━━━ TEXTE FOURNI ━━━
Il y a quelques dizaines d’années, on parlait encore du cancer du sein comme d’une maladie uniforme ; aujourd’hui, ce terme recouvre de nombreuses maladies différentes, que l’on peut distinguer les unes des autres et soigner de manière ciblée. Mais les progrès des connaissances ne sont pas linéaires, le cheminement est souvent tortueux. « Plusieurs classifications du cancer du sein existent en parallèle, cela peut prêter à confusion », dit Cathrin Brisken, professeure à l’École polytechnique fédérale de Lausanne EPFL.
En clinique, la classification en fonction des récepteurs hormonaux joue par exemple un rôle important, car les patientes dont les cellules cancéreuses n’expriment pas de récepteurs hormonaux à l’œstrogène sont soignées autrement que celles atteintes d’un cancer aux récepteurs hormonaux positifs. « Cette distinction est pertinente pour le traitement », explique Cathrin Brisken, tandis qu’on porte moins d’attention à d’autres résultats. Les pathologistes observent par exemple l’apparence des cellules tumorales au microscope. Dans la plupart des cas, environ 70 %, ils ne trouvent rien de particulier. C’est ce que l’on appelle les tumeurs de type non-spécifique.
Mais dans 30 % des cas, c’est différent : « Il existe des descriptions poétiques des tumeurs spécifiques, mais elles ne permettent souvent pas de conclure à l’adéquation de tel ou tel traitement », dit la chercheuse. Une bonne moitié de ces tumeurs spécifiques sont des carcinomes lobulaires invasifs. « Il s’agit d’un type de cancer du sein aux récepteurs hormonaux positifs, mais il répond mal au tamoxifène, utilisé normalement comme traitement endocrinien », explique Cathrin Brisken.
Pour améliorer les perspectives des patientes atteintes de ce type de cancer du sein, dans le cadre d’un projet soutenu par la fondation Recherche suisse contre le cancer, elle et son équipe ont isolé des cellules cancéreuses dans des biopsies. Ensuite, elles ont injecté les cellules à travers le mammelon dans les canaux mammaires de souris. Elles ont alors pu montrer que ces modèles dits de xénotransplantation ressemblent à plus d’un titre à la maladie humaine. Ils disséminent par exemple également des métastases dans les ovaires et les méninges.
━━━ DONNÉES À ANALYSER ━━━
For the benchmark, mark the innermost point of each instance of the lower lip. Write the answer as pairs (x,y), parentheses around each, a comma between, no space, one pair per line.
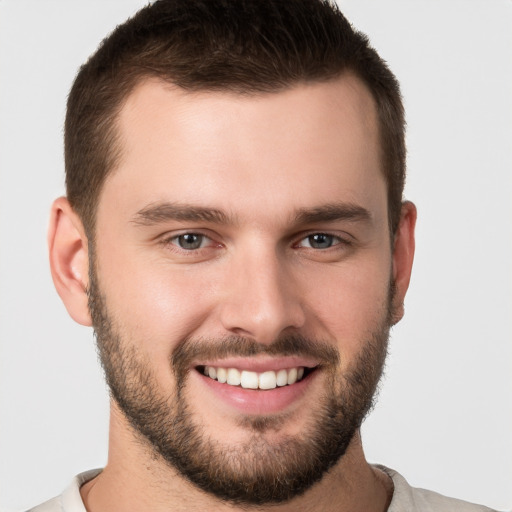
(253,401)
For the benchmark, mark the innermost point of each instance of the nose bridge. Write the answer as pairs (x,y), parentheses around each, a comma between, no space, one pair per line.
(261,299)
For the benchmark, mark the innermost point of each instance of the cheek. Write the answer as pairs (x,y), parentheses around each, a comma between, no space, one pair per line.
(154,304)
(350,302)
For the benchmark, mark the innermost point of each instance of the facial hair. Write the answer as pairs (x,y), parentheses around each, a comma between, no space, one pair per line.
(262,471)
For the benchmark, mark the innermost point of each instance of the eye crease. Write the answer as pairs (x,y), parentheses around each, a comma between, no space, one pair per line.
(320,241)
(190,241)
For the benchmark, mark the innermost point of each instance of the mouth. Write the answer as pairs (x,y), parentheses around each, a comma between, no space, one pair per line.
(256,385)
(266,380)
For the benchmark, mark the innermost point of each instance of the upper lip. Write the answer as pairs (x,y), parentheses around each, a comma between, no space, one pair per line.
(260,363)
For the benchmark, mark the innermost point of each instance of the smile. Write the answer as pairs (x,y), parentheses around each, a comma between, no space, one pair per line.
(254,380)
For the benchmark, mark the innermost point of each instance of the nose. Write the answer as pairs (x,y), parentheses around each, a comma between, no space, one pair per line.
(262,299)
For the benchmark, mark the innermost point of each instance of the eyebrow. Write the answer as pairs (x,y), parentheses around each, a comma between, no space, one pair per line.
━━━
## TRAVAIL DEMANDÉ
A. D'après le texte sur le cancer du sein, quelle proportion des cas correspond aux tumeurs de type non-spécifique ?
B. Recopiez le passage du texte sur le cancer du sein qui commence par « En clinique, la » et se termine par « de type non-spécifique. ».

## RÉPONSES ATTENDUES
A. Environ 70 % des cas.

B.
En clinique, la classification en fonction des récepteurs hormonaux joue par exemple un rôle important, car les patientes dont les cellules cancéreuses n’expriment pas de récepteurs hormonaux à l’œstrogène sont soignées autrement que celles atteintes d’un cancer aux récepteurs hormonaux positifs. « Cette distinction est pertinente pour le traitement », explique Cathrin Brisken, tandis qu’on porte moins d’attention à d’autres résultats. Les pathologistes observent par exemple l’apparence des cellules tumorales au microscope. Dans la plupart des cas, environ 70 %, ils ne trouvent rien de particulier. C’est ce que l’on appelle les tumeurs de type non-spécifique.